### LIST OF TASKS
1. Answer these from the passage on federal spending:
(a) From which room did the president and the response team join the virtual call?
(b) How large was the omnibus spending bill that passed the House?
(c) What does the passage say had been banned for many years?
2. Copy part of the passage on federal spending word for word, starting with "Another step in" and going on through "federal spending pause.".

### SOURCE PASSAGE
Segment Open
President Joe Biden and the White House COVID-19 Response Team participate in a virtual call with the National Governors Association from the South Court Auditorium of the Eisenhower Executive Office Building of the White House Complex on Monday, Dec (Kent Nishimura / Los Angeles Times via Getty Images / Getty Images)

One step toward a cure would be a president and administration that owns its policy failures. That does not seem likely. 

Another step in the cure would be to stop federal spending. Just pause it. Stop building new debt and stop the Federal Reserve from pumping new cash into the economy in order to finance the deficits. We did save America and kill the bill, but the Congress is back. 

With overwhelming support in the House, the omnibus discretionary spending bill of $1.5 trillion, or roughly 7% above the 2021 level, passed overwhelmingly. Defense and non-defense. None of it is financed and earmarks, which had been banned for many years, are back with a vengeance. So much for a federal spending pause.
Segment Closed
### SUPPLIED INFORMATION
Segment Open
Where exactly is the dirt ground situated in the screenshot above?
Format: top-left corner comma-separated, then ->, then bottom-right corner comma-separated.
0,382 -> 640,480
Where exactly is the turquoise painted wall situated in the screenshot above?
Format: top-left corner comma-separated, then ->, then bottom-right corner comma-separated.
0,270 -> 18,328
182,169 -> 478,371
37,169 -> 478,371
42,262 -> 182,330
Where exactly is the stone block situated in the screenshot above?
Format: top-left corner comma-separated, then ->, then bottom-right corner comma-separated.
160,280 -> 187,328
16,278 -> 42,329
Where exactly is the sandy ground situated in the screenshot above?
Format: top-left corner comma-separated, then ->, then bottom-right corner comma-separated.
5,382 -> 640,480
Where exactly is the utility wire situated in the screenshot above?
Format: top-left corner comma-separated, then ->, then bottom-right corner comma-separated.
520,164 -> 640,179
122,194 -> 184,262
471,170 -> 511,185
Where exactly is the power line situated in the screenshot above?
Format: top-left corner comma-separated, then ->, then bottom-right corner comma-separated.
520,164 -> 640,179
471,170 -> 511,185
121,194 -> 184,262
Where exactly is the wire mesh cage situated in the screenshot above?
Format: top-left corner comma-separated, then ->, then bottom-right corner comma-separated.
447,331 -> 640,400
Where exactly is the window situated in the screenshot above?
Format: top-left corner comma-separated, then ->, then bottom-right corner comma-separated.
Segment Closed
Segment Open
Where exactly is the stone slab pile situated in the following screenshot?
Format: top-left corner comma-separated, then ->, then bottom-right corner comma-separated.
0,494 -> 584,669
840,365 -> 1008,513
Segment Closed
### ANSWERS BY TASK
1.
(a) The South Court Auditorium of the Eisenhower Executive Office Building of the White House Complex.
(b) $1.5 trillion, or roughly 7% above the 2021 level.
(c) Earmarks.

2.
Another step in the cure would be to stop federal spending. Just pause it. Stop building new debt and stop the Federal Reserve from pumping new cash into the economy in order to finance the deficits. We did save America and kill the bill, but the Congress is back. 

With overwhelming support in the House, the omnibus discretionary spending bill of $1.5 trillion, or roughly 7% above the 2021 level, passed overwhelmingly. Defense and non-defense. None of it is financed and earmarks, which had been banned for many years, are back with a vengeance. So much for a federal spending pause.